Köy Enstitülerine dair / Sebahat Mayda Yavuz
Kaynak: "KÖY ENSTİTÜLERİ - HALKEVLERİ- II” Facebook Grubu
'En çok da çocukları vurur derler. Hele köy yerinde yoksulluk öyle bir haldir ki çeken bilir, çekemeyene davul sesidir, uzaktan gelir.
1940’larda
bu yoksulluk evi barkı, köyü şehri, tüm ülkeyi sarar. Böyle
bir çağda biri kapıyı çalar: “Çocuğunu okutalım, ona iş
öğretelim, eli ekmek tutsun, köyünü gönendirsin!” der. Köylü
kabul edince köy enstitüleri hayat bulur, çocukların eli ekmek
tutar. Varı yoğu olmayanın eli ayağı, kolu kanadı olur köy
enstitüleri. Çocuklar ki hepsi yoksul, hepsi tutsakken çaresizliğe
enstitülerin ışığına sarılır. Eğitim seferberliğinin ilk
emekçileridir onlar.

• Verilen Görev 1
Köy Enstitüleri metnine göre 1940'larda yoksulluk nereleri sarar?
Aşağıdaki girdilerin Köy Enstitüleri metniyle hiçbir ilgisi yoktur.

• Girdi Listesi
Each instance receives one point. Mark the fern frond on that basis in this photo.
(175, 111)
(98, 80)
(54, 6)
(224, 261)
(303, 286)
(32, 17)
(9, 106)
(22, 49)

• Verilen Görev 2
Girdilerde "that" dizesini içeren her satırı ayıklayın. Büyük ve küçük harf ayrımı dikkate alınmalıdır.

• Eksiksiz Yanıt 1
Yoksulluk evi barkı, köyü şehri ve tüm ülkeyi sarar.

• Eksiksiz Yanıt 2
Each instance receives one point. Mark the fern frond on that basis in this photo.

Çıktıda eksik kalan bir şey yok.